### Instruction
Please change "medallion" to "badge" throughout the data below and leave everything else as it is. Leave the pictures out of your answer.

### Given entries
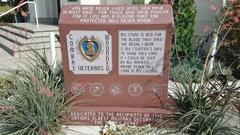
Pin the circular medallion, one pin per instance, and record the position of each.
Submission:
(135, 89)
(90, 47)
(96, 89)
(115, 89)
(155, 88)
(77, 88)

### Task output
Pin the circular badge, one pin per instance, and record the position of each.
Submission:
(135, 89)
(90, 47)
(96, 89)
(115, 89)
(155, 88)
(77, 88)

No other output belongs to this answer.